**Data extract**
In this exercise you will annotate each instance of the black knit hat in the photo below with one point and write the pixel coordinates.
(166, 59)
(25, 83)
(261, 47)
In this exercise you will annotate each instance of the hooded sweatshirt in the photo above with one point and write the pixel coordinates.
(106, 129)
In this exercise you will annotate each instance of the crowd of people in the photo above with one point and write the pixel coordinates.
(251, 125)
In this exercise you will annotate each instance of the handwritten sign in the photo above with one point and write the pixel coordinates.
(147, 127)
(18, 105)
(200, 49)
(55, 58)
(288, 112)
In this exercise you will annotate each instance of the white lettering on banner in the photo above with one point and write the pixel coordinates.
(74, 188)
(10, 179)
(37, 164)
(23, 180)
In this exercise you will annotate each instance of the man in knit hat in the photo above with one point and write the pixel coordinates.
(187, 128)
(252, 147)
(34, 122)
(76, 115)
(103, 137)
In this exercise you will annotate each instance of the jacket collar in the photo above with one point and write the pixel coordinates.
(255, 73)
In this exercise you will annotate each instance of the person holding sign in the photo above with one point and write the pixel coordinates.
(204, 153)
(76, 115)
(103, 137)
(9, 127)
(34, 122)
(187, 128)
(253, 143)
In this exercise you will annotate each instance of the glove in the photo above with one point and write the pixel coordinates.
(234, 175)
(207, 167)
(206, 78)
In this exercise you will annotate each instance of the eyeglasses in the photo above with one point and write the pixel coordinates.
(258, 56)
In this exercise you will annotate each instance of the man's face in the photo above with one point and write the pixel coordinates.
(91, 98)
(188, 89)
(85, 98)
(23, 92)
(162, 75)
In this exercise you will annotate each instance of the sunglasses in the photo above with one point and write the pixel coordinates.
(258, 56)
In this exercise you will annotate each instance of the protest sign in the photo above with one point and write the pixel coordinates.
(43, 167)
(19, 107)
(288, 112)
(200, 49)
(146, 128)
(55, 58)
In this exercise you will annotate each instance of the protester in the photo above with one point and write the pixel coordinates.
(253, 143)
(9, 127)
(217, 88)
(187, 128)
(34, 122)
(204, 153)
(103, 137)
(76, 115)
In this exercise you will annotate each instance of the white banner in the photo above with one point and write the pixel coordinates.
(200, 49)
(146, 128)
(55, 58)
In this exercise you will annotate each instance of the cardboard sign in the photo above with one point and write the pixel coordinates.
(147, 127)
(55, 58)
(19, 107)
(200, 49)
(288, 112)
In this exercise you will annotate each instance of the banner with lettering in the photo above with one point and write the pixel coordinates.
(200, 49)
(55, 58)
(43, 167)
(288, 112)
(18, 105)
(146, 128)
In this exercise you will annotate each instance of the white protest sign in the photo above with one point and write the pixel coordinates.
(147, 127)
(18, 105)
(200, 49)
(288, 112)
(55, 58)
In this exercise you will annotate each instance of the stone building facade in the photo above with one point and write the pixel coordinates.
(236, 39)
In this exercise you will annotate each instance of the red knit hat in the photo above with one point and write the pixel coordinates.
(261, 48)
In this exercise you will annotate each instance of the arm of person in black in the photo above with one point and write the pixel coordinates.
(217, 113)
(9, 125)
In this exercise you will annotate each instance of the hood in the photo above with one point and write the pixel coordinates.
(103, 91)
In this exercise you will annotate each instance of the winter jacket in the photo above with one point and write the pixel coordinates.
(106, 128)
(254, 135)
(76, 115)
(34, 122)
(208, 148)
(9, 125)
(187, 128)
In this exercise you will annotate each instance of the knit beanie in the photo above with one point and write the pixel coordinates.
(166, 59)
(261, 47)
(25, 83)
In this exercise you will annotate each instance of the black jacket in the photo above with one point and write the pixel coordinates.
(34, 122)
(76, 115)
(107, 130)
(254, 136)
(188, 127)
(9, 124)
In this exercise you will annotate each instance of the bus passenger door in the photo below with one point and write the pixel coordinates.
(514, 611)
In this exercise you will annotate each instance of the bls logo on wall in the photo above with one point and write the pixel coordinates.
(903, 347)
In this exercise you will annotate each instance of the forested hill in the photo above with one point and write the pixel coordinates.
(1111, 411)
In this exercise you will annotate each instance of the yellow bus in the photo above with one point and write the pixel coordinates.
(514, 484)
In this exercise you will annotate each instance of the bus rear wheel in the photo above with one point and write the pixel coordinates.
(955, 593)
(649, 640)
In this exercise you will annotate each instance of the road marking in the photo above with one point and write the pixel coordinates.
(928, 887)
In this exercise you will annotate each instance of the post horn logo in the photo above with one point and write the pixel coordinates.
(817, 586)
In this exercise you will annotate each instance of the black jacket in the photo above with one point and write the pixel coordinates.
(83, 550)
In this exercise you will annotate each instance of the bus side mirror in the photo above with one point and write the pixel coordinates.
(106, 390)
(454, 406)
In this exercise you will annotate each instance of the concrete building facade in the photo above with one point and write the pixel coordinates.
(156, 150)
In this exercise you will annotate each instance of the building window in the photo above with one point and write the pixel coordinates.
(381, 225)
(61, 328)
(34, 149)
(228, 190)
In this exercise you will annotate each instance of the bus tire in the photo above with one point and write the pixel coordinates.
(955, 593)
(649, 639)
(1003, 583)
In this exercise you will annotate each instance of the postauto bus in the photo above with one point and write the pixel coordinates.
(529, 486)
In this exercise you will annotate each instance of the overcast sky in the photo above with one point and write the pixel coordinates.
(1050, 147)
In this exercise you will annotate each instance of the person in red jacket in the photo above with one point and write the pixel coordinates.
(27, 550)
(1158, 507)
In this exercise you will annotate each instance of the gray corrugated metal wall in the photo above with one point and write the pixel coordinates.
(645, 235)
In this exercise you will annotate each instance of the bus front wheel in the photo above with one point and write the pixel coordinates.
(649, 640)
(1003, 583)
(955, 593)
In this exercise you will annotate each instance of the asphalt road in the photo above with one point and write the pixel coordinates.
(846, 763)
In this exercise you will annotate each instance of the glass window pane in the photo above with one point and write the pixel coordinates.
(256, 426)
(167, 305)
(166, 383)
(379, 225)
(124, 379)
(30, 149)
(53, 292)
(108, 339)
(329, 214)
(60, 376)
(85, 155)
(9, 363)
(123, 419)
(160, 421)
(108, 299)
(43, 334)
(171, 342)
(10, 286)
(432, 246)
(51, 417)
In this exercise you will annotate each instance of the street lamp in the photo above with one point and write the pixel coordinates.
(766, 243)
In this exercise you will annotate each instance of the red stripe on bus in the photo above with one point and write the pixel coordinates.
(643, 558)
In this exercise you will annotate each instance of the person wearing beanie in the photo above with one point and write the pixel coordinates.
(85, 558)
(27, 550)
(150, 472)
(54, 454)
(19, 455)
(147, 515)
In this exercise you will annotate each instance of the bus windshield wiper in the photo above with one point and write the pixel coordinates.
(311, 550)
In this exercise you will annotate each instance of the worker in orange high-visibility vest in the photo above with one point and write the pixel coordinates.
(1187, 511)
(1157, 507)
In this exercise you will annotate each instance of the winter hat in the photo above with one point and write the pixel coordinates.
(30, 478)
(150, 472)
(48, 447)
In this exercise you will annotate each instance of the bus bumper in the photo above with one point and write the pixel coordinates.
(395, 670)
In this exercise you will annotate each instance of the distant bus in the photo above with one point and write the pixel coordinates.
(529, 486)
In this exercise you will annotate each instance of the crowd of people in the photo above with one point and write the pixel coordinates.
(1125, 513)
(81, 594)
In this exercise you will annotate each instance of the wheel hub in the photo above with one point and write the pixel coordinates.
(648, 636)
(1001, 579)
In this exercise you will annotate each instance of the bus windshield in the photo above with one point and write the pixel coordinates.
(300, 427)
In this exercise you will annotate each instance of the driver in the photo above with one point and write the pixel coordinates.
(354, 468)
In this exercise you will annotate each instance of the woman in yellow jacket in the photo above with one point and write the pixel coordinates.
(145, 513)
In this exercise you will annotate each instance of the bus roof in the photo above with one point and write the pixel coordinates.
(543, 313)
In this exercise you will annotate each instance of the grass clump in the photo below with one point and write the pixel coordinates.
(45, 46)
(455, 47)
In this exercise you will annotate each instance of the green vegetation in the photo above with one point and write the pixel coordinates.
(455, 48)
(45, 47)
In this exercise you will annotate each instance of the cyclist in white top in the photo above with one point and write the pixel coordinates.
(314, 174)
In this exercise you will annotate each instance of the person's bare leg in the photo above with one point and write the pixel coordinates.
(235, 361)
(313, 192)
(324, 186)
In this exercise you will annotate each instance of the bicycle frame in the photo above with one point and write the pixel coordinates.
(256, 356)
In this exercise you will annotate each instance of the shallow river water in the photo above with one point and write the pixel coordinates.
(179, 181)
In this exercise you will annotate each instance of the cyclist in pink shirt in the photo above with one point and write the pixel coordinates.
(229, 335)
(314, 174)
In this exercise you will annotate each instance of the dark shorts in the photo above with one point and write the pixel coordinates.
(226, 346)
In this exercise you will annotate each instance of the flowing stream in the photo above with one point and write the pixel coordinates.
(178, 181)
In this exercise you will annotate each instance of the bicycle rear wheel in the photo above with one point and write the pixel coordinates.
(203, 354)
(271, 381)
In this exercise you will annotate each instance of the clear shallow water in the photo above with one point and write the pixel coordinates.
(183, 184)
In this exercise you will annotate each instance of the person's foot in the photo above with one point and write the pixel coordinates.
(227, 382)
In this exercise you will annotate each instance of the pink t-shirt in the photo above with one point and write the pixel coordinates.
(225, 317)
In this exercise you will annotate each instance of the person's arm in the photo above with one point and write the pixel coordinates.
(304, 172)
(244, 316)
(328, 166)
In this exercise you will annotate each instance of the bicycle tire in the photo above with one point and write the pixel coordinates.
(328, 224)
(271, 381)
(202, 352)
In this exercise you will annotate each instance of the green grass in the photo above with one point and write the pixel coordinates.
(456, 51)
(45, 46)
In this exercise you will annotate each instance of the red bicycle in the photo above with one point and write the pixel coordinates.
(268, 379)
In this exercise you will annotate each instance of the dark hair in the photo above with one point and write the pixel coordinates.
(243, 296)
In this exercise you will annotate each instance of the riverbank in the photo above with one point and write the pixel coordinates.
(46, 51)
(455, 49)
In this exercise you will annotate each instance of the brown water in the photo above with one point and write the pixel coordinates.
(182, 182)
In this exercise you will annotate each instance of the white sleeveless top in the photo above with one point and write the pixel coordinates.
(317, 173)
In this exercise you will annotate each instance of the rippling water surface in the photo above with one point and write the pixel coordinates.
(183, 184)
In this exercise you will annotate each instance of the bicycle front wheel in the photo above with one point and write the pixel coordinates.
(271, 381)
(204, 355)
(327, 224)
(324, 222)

**Action item**
Exactly the lines from the one containing "the bicycle tire" through the last line of the material above are to be returned, with nothing else.

**Solved problem**
In this exercise you will annotate each instance of the bicycle tire in the photo above with one point and write the pixel coordinates.
(328, 224)
(271, 381)
(202, 352)
In this exercise you will annotate each instance of the green grass in the photo above with one point and write the pixel coordinates.
(456, 51)
(45, 46)
In this exercise you will annotate each instance of the red bicycle in the photo above with one point and write the pixel coordinates.
(268, 379)
In this exercise you will annotate each instance of the dark hair in the photo above with one point and write the pixel coordinates.
(243, 296)
In this exercise you will annotate each instance of the riverbank in the photo above with one point and write the pixel coordinates.
(46, 51)
(455, 49)
In this exercise you will annotate each instance of the brown water in the photo above with one point and write the pixel coordinates.
(182, 182)
In this exercise you will annotate each instance of the white sleeveless top in the photo above with one point and write the pixel coordinates.
(317, 173)
In this exercise you will annotate each instance of the rippling water surface in the photo above with one point and write the pixel coordinates.
(183, 184)
In this exercise you will annotate each instance of the bicycle front wheel in the photo above with one point and write the pixel coordinates.
(271, 381)
(204, 355)
(327, 224)
(324, 222)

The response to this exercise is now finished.